**The problem:**
Below is a listing to write out in full, exactly as given, without its pictures.

==================================================

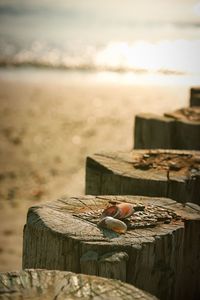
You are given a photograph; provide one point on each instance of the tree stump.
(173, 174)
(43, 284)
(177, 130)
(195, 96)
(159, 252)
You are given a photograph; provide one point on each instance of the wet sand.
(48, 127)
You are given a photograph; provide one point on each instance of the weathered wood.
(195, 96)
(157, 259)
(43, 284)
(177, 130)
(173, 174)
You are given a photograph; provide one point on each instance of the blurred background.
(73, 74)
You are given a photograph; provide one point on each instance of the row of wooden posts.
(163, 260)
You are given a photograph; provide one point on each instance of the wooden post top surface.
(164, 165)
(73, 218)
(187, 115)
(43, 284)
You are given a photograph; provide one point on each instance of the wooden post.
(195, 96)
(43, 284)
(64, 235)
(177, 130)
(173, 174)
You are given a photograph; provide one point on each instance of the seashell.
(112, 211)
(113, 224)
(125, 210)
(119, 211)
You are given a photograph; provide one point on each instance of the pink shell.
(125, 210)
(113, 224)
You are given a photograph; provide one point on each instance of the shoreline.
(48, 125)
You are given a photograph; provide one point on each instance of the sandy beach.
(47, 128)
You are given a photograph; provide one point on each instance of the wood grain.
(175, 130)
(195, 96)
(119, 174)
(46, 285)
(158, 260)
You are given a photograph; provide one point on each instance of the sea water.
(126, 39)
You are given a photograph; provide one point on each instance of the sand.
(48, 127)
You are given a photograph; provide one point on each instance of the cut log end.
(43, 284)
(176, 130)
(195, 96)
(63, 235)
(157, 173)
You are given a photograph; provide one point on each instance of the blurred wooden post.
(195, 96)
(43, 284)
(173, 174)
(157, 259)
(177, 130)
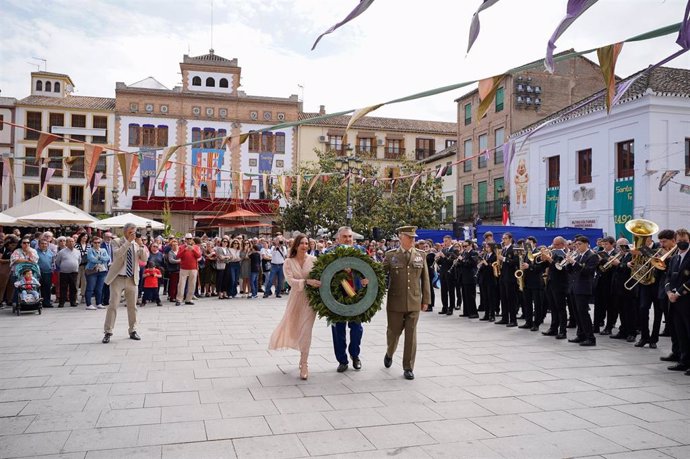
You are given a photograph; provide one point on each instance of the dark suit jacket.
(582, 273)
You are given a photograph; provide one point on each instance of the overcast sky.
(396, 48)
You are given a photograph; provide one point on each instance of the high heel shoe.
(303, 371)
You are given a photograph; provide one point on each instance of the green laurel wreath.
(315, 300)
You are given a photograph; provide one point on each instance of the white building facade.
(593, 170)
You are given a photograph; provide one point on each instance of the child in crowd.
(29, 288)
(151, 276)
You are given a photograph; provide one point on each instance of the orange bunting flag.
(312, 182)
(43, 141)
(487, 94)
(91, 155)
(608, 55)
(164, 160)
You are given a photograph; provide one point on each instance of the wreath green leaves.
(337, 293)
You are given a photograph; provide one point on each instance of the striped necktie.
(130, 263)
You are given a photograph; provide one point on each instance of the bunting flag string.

==================================================

**Task answer:**
You are given a photograph; provide one point on each instance of the tree stump.
(173, 174)
(43, 284)
(177, 130)
(195, 96)
(159, 252)
You are given a photograph; provide one point on each instance of the wet sand.
(48, 127)
You are given a photograph; provide one point on each instance of the weathered wood.
(195, 96)
(157, 259)
(43, 284)
(177, 130)
(173, 174)
You are given a photograph; provide one point on each instance of the blurred background.
(73, 74)
You are given a photograph; provide one point on each instance of the row of wooden posts.
(163, 260)
You are given a photograph; provide one point on each instance of the wooden post top surface.
(164, 165)
(73, 218)
(187, 115)
(43, 284)
You are given a photograph; provide one point on each instance of the wooden post.
(195, 96)
(43, 284)
(64, 235)
(177, 130)
(173, 174)
You are given a photograph; provide one point on each instance of the seashell.
(112, 211)
(113, 224)
(125, 210)
(119, 211)
You are given a photograph; provide one point on each instance of the pink shell.
(125, 210)
(113, 224)
You are given a photograph; provide one point on each instance of the shoreline.
(48, 125)
You are given a photograph; provide one point on each instance of the sandy beach.
(47, 128)
You are given a photograph; provide one point on each instance of the wood grain.
(175, 130)
(195, 96)
(119, 174)
(46, 285)
(158, 260)
You are given a photograph; provide one point on each instance of the sea water.
(126, 39)
You are given a photograph; provide one point on each instance of the sand.
(48, 127)
You are given a photograph; provide one point on each instance of the cut log end.
(43, 284)
(176, 130)
(195, 96)
(63, 235)
(157, 173)
You are given a photograph; provide one point on each instance of the blurred wooden post.
(195, 96)
(43, 284)
(173, 174)
(157, 259)
(177, 130)
You are given a photograph; provide one point on each instance of the dark suit jacket.
(582, 273)
You are given a photograph; provide one point on each instance of the overcast sky.
(396, 48)
You are given a photograph; provide one point on each instance of the high heel shoe.
(303, 371)
You are given a photograph; provide one point on each instance of the green laurel wreath.
(315, 300)
You are given a photograph; provide one point on each instance of the white building facade.
(593, 170)
You are given a photograph; provide one point on each instance of the child in crowd.
(29, 288)
(151, 276)
You are given a photograph; provide one point on each instance of the orange bunting flag.
(312, 182)
(43, 141)
(487, 94)
(91, 155)
(608, 55)
(164, 160)
You are given a photograph; provide one point on each instance of the wreath green leaves.
(337, 293)
You are given a photograph; provide one point on each instance of the striped necktie.
(130, 263)
You are given a photograph; provide one point on each instance of the bunting flag string.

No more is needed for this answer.